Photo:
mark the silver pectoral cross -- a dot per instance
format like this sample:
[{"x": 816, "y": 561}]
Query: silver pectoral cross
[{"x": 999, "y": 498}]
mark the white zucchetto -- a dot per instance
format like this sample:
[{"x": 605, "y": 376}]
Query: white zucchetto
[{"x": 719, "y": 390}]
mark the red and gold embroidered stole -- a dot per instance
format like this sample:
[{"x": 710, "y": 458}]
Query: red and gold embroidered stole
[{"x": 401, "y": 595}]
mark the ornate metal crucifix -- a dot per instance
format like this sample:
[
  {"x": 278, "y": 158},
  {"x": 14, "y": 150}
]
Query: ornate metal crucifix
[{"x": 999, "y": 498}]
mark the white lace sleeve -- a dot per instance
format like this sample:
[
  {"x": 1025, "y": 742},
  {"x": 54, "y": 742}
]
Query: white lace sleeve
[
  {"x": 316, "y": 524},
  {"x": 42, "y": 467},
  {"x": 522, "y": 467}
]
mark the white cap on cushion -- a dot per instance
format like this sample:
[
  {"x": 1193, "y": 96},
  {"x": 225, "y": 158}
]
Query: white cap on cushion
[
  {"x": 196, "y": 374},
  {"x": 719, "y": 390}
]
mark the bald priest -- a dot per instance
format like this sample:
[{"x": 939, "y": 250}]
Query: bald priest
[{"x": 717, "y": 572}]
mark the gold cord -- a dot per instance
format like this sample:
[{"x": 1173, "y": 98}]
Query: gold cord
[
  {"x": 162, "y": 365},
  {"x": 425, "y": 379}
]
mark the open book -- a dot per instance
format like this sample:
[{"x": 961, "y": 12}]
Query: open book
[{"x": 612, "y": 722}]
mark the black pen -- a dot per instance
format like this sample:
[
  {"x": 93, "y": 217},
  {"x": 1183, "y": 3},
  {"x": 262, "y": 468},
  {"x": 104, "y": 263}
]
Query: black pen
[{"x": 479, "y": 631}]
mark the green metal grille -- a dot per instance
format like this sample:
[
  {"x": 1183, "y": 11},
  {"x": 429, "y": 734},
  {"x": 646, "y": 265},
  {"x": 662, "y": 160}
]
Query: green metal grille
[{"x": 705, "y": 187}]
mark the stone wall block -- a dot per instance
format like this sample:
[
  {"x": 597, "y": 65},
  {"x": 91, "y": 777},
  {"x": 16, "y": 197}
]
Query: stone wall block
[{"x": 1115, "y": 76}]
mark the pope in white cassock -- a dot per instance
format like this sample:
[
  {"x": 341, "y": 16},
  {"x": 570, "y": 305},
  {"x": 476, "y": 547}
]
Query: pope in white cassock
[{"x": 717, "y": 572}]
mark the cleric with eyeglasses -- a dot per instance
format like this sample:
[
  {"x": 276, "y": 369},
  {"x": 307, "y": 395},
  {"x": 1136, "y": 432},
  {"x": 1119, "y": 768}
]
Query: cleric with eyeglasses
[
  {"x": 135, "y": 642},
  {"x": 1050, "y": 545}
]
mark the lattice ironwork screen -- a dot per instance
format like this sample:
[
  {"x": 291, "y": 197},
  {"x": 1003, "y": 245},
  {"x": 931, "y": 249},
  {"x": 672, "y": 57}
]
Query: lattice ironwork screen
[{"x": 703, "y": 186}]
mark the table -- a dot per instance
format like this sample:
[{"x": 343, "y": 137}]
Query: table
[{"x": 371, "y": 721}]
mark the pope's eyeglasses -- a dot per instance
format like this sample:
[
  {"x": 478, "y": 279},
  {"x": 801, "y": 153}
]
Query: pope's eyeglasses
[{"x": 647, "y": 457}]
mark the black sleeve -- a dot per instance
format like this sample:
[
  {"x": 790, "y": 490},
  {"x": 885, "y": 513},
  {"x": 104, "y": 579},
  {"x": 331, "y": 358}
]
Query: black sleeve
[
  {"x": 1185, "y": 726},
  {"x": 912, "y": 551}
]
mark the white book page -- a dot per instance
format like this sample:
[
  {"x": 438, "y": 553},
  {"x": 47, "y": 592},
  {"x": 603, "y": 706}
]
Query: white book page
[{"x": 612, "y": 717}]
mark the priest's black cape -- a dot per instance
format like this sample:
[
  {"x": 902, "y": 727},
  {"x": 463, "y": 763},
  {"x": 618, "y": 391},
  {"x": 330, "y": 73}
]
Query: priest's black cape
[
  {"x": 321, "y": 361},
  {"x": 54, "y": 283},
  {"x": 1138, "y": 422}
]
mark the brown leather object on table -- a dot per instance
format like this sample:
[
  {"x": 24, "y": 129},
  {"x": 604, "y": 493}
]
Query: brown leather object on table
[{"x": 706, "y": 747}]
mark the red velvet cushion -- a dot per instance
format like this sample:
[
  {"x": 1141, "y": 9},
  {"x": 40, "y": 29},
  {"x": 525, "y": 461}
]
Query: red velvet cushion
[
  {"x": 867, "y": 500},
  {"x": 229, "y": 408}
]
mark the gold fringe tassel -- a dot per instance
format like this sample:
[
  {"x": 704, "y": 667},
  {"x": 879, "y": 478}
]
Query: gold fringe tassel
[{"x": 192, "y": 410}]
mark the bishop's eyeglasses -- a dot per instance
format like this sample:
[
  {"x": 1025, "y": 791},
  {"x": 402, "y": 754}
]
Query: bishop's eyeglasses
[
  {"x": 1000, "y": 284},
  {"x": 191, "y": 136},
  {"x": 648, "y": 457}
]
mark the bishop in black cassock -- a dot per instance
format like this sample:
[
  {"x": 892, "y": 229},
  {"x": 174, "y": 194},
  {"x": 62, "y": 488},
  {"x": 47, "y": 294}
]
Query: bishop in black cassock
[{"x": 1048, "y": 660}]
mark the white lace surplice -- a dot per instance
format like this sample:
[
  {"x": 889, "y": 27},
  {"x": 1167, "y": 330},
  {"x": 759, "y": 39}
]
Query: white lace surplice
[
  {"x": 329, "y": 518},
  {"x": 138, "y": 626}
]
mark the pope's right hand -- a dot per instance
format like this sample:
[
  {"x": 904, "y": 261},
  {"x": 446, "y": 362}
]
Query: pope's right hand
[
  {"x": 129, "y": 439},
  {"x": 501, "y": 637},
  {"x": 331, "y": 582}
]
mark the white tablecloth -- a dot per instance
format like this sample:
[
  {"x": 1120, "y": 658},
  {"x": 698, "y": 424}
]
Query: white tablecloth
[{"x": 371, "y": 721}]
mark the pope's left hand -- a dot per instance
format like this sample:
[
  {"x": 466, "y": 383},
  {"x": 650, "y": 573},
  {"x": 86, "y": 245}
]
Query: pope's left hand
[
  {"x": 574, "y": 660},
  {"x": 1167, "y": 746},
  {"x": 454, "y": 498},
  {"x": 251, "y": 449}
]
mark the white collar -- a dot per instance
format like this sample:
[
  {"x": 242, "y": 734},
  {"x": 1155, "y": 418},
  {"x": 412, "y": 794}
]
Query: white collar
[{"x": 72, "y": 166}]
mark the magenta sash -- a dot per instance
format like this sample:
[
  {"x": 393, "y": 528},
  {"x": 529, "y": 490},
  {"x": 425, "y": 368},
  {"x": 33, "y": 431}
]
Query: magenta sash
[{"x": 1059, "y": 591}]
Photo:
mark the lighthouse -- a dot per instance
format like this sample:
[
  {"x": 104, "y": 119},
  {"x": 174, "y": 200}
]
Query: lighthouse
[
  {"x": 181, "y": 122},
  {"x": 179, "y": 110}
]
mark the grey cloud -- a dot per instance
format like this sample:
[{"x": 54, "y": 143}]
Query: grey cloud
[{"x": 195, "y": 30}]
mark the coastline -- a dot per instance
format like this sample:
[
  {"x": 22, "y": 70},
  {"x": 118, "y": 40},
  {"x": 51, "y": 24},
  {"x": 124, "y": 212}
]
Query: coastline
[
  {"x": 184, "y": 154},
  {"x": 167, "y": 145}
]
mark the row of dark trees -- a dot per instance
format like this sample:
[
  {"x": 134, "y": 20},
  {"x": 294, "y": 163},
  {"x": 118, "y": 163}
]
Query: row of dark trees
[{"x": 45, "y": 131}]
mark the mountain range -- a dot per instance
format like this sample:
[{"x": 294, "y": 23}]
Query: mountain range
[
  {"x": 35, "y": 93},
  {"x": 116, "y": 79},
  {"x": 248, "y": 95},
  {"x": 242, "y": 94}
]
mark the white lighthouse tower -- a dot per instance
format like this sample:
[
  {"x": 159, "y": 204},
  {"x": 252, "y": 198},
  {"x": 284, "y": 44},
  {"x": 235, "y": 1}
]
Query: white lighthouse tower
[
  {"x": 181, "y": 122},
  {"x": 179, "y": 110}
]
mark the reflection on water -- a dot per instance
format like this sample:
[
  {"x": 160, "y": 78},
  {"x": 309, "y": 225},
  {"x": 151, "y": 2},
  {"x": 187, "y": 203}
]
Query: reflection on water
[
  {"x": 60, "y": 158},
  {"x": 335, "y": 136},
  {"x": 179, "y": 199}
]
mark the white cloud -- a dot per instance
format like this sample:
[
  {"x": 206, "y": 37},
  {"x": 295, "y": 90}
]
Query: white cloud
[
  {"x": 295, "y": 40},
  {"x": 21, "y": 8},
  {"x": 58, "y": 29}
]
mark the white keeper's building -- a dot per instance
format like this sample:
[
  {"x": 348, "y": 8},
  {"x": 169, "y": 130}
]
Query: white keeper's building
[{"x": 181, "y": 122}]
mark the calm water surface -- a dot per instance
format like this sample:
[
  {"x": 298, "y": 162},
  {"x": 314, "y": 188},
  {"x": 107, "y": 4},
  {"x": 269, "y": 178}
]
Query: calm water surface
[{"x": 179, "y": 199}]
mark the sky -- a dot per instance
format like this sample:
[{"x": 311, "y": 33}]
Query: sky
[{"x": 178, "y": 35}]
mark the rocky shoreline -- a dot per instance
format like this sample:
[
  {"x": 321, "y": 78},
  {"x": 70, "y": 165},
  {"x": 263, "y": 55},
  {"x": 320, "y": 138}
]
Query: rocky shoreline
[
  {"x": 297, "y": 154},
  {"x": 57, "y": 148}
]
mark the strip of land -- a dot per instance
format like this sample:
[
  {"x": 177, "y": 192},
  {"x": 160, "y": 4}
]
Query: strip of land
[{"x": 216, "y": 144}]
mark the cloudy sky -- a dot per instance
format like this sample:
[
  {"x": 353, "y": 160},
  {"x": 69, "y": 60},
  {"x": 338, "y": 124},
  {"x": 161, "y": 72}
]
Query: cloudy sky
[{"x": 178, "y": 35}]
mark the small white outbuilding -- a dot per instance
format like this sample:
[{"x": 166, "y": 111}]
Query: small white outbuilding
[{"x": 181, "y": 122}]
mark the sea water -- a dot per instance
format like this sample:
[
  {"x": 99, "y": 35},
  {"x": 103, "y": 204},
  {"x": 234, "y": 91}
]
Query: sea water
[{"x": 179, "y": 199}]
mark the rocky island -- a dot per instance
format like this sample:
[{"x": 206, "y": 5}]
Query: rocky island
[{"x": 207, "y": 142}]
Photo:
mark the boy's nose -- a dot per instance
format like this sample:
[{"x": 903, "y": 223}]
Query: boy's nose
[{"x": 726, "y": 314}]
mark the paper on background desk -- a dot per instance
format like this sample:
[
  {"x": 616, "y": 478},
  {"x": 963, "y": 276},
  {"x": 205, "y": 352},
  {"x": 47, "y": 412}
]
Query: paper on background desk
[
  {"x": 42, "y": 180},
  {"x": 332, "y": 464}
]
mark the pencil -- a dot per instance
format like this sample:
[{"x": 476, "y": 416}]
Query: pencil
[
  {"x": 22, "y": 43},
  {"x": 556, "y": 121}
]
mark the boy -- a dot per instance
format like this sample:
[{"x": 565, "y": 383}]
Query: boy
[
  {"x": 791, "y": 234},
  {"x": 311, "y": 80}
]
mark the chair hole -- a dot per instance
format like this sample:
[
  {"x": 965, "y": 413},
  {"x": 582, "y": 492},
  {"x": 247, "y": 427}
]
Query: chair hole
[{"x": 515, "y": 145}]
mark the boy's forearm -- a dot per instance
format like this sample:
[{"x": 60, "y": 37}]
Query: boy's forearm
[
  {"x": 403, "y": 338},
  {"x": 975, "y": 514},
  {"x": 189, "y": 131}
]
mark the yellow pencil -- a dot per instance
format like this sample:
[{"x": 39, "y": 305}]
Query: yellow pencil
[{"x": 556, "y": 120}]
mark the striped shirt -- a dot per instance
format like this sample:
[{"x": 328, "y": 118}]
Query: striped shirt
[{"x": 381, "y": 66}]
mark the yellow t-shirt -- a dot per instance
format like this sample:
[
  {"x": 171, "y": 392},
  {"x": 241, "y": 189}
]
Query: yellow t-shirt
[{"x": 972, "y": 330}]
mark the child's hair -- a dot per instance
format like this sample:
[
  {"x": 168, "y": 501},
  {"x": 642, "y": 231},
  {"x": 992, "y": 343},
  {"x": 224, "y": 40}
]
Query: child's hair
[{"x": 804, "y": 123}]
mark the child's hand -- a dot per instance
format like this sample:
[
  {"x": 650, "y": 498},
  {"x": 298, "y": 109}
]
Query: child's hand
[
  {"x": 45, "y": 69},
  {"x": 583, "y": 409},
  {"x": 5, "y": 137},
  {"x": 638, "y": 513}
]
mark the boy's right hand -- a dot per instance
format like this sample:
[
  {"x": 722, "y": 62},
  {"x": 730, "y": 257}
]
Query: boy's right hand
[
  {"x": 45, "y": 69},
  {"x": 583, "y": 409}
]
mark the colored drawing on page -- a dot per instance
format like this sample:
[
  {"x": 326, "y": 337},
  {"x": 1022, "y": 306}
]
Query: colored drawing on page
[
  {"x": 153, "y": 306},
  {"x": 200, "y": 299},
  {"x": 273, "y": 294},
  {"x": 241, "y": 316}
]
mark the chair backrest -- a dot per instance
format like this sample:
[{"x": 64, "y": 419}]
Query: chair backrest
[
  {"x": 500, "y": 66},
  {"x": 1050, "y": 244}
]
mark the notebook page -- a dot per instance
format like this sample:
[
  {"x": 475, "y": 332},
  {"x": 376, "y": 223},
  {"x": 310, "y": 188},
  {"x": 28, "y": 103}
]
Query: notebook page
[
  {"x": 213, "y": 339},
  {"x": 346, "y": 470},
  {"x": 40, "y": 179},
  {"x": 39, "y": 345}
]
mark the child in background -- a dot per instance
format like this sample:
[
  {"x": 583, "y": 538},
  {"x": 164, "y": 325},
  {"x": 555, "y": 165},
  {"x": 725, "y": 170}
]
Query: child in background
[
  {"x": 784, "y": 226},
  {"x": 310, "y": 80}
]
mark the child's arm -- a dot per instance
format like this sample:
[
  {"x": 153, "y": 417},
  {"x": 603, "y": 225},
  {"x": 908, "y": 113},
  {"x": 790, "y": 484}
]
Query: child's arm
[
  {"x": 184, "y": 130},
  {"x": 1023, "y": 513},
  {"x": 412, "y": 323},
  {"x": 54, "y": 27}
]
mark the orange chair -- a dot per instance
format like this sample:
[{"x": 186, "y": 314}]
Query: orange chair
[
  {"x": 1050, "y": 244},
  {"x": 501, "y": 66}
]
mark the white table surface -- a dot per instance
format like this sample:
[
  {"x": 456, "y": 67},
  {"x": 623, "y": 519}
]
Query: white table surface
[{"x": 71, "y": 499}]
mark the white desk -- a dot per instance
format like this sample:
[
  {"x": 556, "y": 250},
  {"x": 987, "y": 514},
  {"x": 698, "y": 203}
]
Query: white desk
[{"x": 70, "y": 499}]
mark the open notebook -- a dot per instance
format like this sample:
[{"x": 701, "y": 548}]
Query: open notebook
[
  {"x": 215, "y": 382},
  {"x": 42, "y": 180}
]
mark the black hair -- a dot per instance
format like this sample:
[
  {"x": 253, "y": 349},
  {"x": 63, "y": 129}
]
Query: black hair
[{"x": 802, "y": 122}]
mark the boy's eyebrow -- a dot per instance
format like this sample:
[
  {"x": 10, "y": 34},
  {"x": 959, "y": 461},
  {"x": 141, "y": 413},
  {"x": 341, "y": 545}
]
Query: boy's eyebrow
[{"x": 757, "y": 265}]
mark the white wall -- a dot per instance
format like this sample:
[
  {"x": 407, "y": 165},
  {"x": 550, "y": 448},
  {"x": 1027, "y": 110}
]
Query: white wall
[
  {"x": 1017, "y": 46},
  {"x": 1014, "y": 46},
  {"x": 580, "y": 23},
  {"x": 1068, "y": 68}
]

# # # # #

The task - Above are some lines. Repeat exactly, and only, those from the line that has "Query: table" through the line that has "mark the bishop's".

Answer area -
Query: table
[{"x": 371, "y": 721}]
mark the pope's eyeglasses -- a dot per instance
format like this sample:
[
  {"x": 478, "y": 279},
  {"x": 801, "y": 153}
]
Query: pope's eyeglasses
[{"x": 647, "y": 457}]
mark the black sleeve -- a dot per instance
format like this sample:
[
  {"x": 790, "y": 490},
  {"x": 885, "y": 513},
  {"x": 104, "y": 579},
  {"x": 331, "y": 358}
]
Query: black sleeve
[
  {"x": 1185, "y": 726},
  {"x": 912, "y": 551}
]
mark the white book page -- a dot per instance
format like this sample:
[
  {"x": 438, "y": 553},
  {"x": 47, "y": 592},
  {"x": 603, "y": 706}
]
Query: white book page
[{"x": 612, "y": 717}]
mark the priest's black cape -- a dot per instance
format like this sample:
[
  {"x": 902, "y": 727},
  {"x": 463, "y": 763},
  {"x": 618, "y": 391},
  {"x": 330, "y": 73}
]
Query: priest's black cape
[
  {"x": 321, "y": 361},
  {"x": 54, "y": 283},
  {"x": 1138, "y": 422}
]
mark the brown leather object on table -- a dot per instance
format like this sample:
[
  {"x": 24, "y": 129},
  {"x": 604, "y": 493}
]
Query: brown leather object on table
[{"x": 706, "y": 747}]
mark the red velvet cushion -- a dot per instance
format like this sample:
[
  {"x": 1141, "y": 9},
  {"x": 40, "y": 29},
  {"x": 525, "y": 461}
]
Query: red velvet cushion
[
  {"x": 867, "y": 500},
  {"x": 229, "y": 408}
]
mark the gold fringe tassel -- a dot per instance
format like this sample:
[
  {"x": 704, "y": 667},
  {"x": 879, "y": 478}
]
Query: gold fringe tassel
[{"x": 192, "y": 410}]
mark the bishop's eyeglasses -- a dot per instance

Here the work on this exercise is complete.